----- INPUT RECORDS
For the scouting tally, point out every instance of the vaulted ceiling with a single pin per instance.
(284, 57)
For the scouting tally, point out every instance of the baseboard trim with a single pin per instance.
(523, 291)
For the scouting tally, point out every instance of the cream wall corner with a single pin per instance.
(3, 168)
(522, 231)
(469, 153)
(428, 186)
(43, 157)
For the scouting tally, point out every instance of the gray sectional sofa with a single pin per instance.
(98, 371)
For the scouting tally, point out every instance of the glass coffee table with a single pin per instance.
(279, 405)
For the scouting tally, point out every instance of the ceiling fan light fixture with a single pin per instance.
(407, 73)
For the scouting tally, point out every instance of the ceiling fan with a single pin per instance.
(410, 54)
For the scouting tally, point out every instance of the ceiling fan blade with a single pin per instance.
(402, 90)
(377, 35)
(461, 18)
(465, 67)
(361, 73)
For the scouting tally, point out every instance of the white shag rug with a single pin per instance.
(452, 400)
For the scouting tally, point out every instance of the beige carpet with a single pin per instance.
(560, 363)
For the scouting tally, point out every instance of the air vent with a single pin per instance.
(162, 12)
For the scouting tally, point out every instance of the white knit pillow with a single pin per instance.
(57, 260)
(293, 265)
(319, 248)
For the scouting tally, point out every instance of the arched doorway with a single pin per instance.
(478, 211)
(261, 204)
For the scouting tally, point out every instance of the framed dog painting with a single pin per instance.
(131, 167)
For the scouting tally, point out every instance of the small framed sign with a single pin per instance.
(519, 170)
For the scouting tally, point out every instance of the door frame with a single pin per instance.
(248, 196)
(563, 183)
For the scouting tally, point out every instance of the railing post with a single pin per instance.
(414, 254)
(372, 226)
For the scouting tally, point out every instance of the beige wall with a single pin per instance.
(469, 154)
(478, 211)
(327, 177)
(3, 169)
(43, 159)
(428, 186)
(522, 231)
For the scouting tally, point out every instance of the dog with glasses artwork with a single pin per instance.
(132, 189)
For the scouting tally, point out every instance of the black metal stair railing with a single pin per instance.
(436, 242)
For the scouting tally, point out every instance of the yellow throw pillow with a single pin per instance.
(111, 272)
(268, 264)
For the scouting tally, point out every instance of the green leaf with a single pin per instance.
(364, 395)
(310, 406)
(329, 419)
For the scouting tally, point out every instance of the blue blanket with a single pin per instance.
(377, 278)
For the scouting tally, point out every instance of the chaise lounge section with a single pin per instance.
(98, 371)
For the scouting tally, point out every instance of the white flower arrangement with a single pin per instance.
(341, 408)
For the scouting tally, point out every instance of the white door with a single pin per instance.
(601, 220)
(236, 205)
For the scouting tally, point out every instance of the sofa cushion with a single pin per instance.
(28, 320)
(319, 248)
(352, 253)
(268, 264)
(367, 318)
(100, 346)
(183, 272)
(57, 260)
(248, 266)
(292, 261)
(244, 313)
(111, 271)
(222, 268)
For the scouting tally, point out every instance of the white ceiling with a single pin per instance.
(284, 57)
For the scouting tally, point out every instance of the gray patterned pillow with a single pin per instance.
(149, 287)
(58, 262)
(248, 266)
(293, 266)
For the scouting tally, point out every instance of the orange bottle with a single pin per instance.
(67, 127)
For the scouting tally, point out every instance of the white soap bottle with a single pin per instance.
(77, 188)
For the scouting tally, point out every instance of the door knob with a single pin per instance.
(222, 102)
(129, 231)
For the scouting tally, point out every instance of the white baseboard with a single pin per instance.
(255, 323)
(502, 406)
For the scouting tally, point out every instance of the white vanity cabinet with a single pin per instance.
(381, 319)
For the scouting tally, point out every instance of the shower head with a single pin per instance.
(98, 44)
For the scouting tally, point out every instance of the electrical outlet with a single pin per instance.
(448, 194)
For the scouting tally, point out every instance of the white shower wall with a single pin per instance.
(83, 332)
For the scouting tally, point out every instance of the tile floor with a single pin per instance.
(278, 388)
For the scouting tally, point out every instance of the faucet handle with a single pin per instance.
----------
§ **WRITTEN PROBLEM**
Reproduce the entire listing word for word.

§ **EXPECTED ANSWER**
For the scouting tally, point out every instance of the vaulted ceiling with a single pin per instance.
(284, 57)
For the scouting tally, point out every instance of the baseboard trim with a single pin per instance.
(523, 291)
For the scouting tally, point out every instance of the cream wall corner with a single pin per instance.
(3, 168)
(522, 231)
(469, 153)
(428, 186)
(43, 157)
For the scouting tally, point out every instance of the gray sectional sofa with a single pin per instance.
(98, 371)
For the scouting tally, point out every instance of the glass coffee table with a single pin per instance.
(279, 405)
For the scouting tally, point out every instance of the ceiling fan light fixture with a single pin per instance.
(407, 73)
For the scouting tally, point out every instance of the ceiling fan with a single pin per instance.
(410, 54)
For the scouting tally, point out every instance of the ceiling fan blade with a single pin per instance.
(402, 90)
(377, 35)
(461, 18)
(465, 67)
(361, 73)
For the scouting tally, point out every instance of the white shag rug with a single pin per instance.
(452, 400)
For the scouting tally, point out every instance of the beige carpet with a single pin per instance.
(560, 363)
For the scouting tally, point out every instance of the air vent with a single pin per instance.
(162, 12)
For the scouting tally, point out every instance of the white knit pillow with a single pin per instance.
(57, 260)
(293, 265)
(319, 248)
For the scouting tally, point out every instance of the arched doorway with a single pin per instance.
(478, 211)
(261, 204)
For the scouting tally, point out every instance of the framed dog painting with a single pin per instance.
(131, 167)
For the scouting tally, point out every instance of the small framed sign with a single pin per instance.
(519, 170)
For the scouting tally, point out every instance of the door frame with a single pin per instance.
(248, 196)
(563, 183)
For the scouting tally, point out every instance of the railing post with a single pin per instance.
(414, 254)
(372, 226)
For the scouting tally, point out every instance of the beige wall with a single pin per instance.
(469, 154)
(478, 211)
(327, 177)
(3, 169)
(43, 159)
(428, 186)
(522, 231)
For the scouting tally, point out every instance of the dog with glasses artwork with a single pin per instance.
(132, 189)
For the scouting tally, point out every instance of the black metal stair railing with a single pin per instance.
(436, 242)
For the scouting tally, point out every instance of the yellow throw pillow with a single pin per instance.
(111, 272)
(268, 264)
For the scouting tally, point out every instance of the green leaf with a single pin per instance.
(364, 395)
(310, 406)
(329, 419)
For the scouting tally, point out every instance of the blue blanket with a single pin per instance.
(377, 278)
For the scouting tally, point out every instance of the chaise lounge section with a single pin per instance.
(98, 371)
For the scouting tally, point out every instance of the white flower arrangement with a single pin per instance.
(341, 408)
For the scouting tally, point out every instance of the white door with a single pin per instance.
(601, 220)
(236, 205)
For the scouting tally, point out every instance of the sofa cushion with a single pin per instance.
(28, 320)
(319, 248)
(352, 253)
(268, 264)
(367, 318)
(100, 346)
(183, 272)
(57, 260)
(248, 266)
(292, 261)
(244, 313)
(111, 271)
(222, 268)
For the scouting tally, point out every instance of the white ceiling with a single pin per instance.
(284, 57)
For the scouting tally, point out every instance of the gray patterned pillow with a single pin per instance.
(149, 287)
(58, 262)
(248, 266)
(293, 266)
For the scouting tally, point out every instance of the orange bottle with a single pin per instance.
(67, 127)
For the scouting tally, point out every instance of the white soap bottle with a single pin per instance.
(77, 188)
For the scouting tally, point out every instance of the door knob with a single pin per instance.
(222, 102)
(129, 231)
For the scouting tally, point out every instance of the white baseboard with a single pin per instance.
(255, 323)
(502, 406)
For the scouting tally, point out every instance of the white vanity cabinet with a single pin per instance.
(381, 319)
For the scouting tally, point out every instance of the shower head with a single pin per instance.
(98, 44)
For the scouting tally, point out every instance of the electrical outlet with a single pin per instance.
(448, 194)
For the scouting tally, point out every instance of the white shower wall with a single pin per instance.
(83, 332)
For the scouting tally, point out every instance of the tile floor with a single pin per instance.
(278, 388)
For the scouting tally, point out every instance of the faucet handle with a single pin per instance.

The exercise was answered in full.